— Exercise —
Each line below is to be written out in full, exactly as shown.

— Task input —
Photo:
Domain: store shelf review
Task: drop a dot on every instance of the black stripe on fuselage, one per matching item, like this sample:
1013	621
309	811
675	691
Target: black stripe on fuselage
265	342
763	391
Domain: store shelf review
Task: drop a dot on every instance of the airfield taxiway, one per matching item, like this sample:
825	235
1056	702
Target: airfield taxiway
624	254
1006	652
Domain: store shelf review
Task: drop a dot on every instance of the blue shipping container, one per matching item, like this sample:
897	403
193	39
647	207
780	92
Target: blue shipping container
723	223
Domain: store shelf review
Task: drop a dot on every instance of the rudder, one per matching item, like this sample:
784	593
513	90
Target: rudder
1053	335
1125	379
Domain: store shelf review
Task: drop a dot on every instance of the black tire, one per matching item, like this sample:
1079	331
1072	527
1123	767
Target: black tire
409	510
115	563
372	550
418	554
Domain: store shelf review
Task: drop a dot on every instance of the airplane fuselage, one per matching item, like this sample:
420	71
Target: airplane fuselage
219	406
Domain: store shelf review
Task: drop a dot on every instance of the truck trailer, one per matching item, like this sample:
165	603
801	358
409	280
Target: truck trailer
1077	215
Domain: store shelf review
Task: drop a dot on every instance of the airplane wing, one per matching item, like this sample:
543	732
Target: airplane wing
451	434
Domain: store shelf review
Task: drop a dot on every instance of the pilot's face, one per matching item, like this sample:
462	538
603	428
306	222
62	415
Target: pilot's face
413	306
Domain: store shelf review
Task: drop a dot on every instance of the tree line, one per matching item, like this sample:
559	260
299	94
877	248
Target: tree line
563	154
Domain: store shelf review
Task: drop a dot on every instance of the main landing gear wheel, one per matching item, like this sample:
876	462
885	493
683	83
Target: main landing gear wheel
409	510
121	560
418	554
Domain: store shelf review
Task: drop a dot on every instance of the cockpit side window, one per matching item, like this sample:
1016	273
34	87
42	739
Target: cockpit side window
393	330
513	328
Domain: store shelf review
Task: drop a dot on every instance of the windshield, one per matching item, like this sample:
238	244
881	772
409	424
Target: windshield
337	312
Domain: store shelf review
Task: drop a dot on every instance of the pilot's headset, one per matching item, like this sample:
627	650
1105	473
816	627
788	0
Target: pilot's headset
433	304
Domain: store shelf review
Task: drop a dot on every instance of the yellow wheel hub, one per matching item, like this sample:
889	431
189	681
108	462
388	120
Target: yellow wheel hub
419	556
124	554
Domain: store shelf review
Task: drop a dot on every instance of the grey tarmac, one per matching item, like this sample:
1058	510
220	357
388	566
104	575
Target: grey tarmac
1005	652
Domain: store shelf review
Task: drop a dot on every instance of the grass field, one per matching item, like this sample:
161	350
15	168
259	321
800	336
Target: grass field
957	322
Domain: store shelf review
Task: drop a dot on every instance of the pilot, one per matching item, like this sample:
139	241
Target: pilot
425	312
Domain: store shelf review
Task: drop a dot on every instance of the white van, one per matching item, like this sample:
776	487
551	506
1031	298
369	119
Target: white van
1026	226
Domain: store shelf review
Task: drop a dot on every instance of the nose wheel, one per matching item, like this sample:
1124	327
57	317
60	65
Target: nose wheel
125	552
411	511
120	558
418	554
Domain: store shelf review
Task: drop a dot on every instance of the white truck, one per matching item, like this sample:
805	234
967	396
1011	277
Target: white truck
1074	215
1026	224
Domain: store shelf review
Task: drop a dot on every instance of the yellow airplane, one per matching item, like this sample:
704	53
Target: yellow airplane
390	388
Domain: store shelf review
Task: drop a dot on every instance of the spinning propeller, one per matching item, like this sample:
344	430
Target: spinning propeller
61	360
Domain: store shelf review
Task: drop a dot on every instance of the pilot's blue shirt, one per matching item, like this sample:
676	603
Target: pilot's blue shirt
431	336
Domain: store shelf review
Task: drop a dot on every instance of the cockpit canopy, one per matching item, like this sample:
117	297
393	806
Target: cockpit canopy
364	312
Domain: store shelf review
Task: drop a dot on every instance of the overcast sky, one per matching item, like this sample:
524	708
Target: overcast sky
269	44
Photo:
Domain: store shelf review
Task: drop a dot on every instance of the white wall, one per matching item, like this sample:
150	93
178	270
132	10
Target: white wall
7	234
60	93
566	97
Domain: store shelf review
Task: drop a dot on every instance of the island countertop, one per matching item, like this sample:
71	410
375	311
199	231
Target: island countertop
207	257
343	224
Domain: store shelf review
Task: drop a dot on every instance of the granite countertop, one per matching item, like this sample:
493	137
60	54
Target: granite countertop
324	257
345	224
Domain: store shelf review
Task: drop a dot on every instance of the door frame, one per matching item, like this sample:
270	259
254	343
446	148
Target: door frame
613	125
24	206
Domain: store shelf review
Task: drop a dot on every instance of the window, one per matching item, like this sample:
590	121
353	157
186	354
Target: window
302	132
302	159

— Exercise answer —
Photo:
Domain: store shelf review
Task: drop a dot on every instance of the black stripe on fuselage, one per matching item, like this sample:
1013	621
309	811
675	691
Target: black stripe on fuselage
265	342
763	391
Domain: store shelf review
Task: drop a dot on every instance of the airfield taxiway, one per matching item, like this sample:
825	235
1056	702
Target: airfield taxiway
624	254
1006	652
Domain: store shelf review
Task: drop a dot on every instance of the blue shipping container, one per matching item, like this sample:
897	403
193	39
647	207
780	92
Target: blue shipping container
723	223
Domain: store shelf review
Task: drop a dot on every instance of the rudder, one per matching item, like this sample:
784	593
513	90
Target: rudder
1053	335
1125	379
Domain: store shelf review
Task: drop a dot on every instance of the black tire, one per matching item, like this sample:
1079	331
1072	527
1123	767
Target: black tire
409	510
115	563
372	550
418	554
Domain: store shelf review
Task: drop a dot on every instance of the airplane fuselage, one per matching item, like this sample:
420	71
Target: airplane fuselage
219	406
Domain: store shelf review
Task: drop a dot on every instance of the truck trailer, one per matching item, like this sample:
165	603
801	358
409	280
Target: truck trailer
1077	215
Domain: store shelf review
Task: drop a dot on every instance of the airplane wing, one per matching item, like this sample:
543	732
Target: airplane wing
451	434
Domain: store shelf review
Task: drop a dot on every instance of the pilot's face, one per matching item, like this sample:
462	538
603	428
306	222
62	415
Target: pilot's face
413	306
Domain: store shelf review
Task: drop a dot on every instance of the tree line, one per matching item, like this sample:
559	260
299	94
877	248
Target: tree line
563	154
Domain: store shelf review
Task: drop a dot on every instance of the main landing gear wheel, one per matching item, like this sample:
876	462
885	493
683	83
Target: main landing gear wheel
409	510
121	560
418	554
Domain: store shelf review
Task: drop a dot on every instance of the cockpit side window, one per matching item, like this sample:
1016	273
34	87
42	739
Target: cockpit side window
393	330
513	328
Domain: store shelf review
Task: drop a dot on every instance of the windshield, one per matching item, like this sample:
238	244
881	772
409	424
Target: windshield
337	312
Domain: store shelf review
Task: drop a dot on every instance of the pilot's headset, one per matching item, like this sample:
627	650
1105	473
816	627
788	0
Target: pilot's headset
433	304
Domain: store shelf review
Task: drop a dot on every instance of the yellow wheel hub, one per matching item, like this sample:
889	431
189	681
108	462
388	120
Target: yellow wheel hub
419	556
124	554
Domain: store shelf review
Task: drop a dot on every instance of the grey tarmac, one per matching item, like this sample:
1058	510
220	357
388	566
104	575
Target: grey tarmac
1005	652
Domain: store shelf review
Task: drop a dot on every instance of the grass field, one per matching item, like this sample:
161	350
15	168
259	321
800	336
Target: grass field
957	322
Domain: store shelf review
Task: drop a dot on every instance of the pilot, one per matching item, like this sample:
139	241
Target: pilot
425	312
Domain: store shelf review
Task: drop a dot on every instance of the white van, one per matching item, like this sample:
776	487
551	506
1031	298
369	119
Target: white van
1026	226
Domain: store shelf review
Task: drop a dot on every instance of the nose wheel, one per matching item, like this sample:
1124	327
57	317
60	65
Target: nose wheel
125	552
411	511
120	558
418	554
Domain: store shelf review
Task: drop a dot on every instance of the white truck, one per matching item, like this sample:
805	234
967	396
1011	277
Target: white truck
1074	215
1026	224
Domain: store shelf review
Task: drop a dot on every instance of the yellow airplane, one per matching item, like this sample:
704	53
Target: yellow airplane
390	388
Domain: store shelf review
Task: drop a dot on every instance of the spinning propeller, one per matching item, like this sample:
344	430
Target: spinning propeller
61	360
Domain: store shelf review
Task: drop a dot on every instance of the pilot's blue shirt, one per matching item, like this sample:
676	603
Target: pilot's blue shirt
431	336
Domain: store shelf review
Task: drop a dot on every instance of the cockpit canopy, one per matching item, like this sample:
117	297
393	806
Target: cockpit canopy
364	312
Domain: store shelf review
Task: drop a dot on every instance of the overcast sky, one per matching item, like this sample:
524	708
Target: overcast sky
269	44
Photo:
Domain: store shelf review
Task: drop a dot on every instance of the white wall, one per matching item, like this sample:
150	93
178	270
132	10
Target: white wall
7	234
60	93
566	97
Domain: store shelf review
Task: drop a dot on every instance of the island countertop, one per matching item, like this sample:
71	410
375	311
199	231
Target: island countertop
207	257
343	224
Domain: store shelf review
Task: drop a dot on every instance of the granite countertop, one per matching item, like this sample:
493	137
60	54
Target: granite countertop
324	257
345	224
Domain: store shelf review
Task: drop a dot on every instance of the door frame, one per matching item, like this sample:
270	259
254	343
446	148
Target: door frame
613	125
24	206
Domain: store shelf review
Task: drop a dot on every instance of the window, one per matching item, like this sample:
590	121
353	157
186	354
Target: window
302	132
302	159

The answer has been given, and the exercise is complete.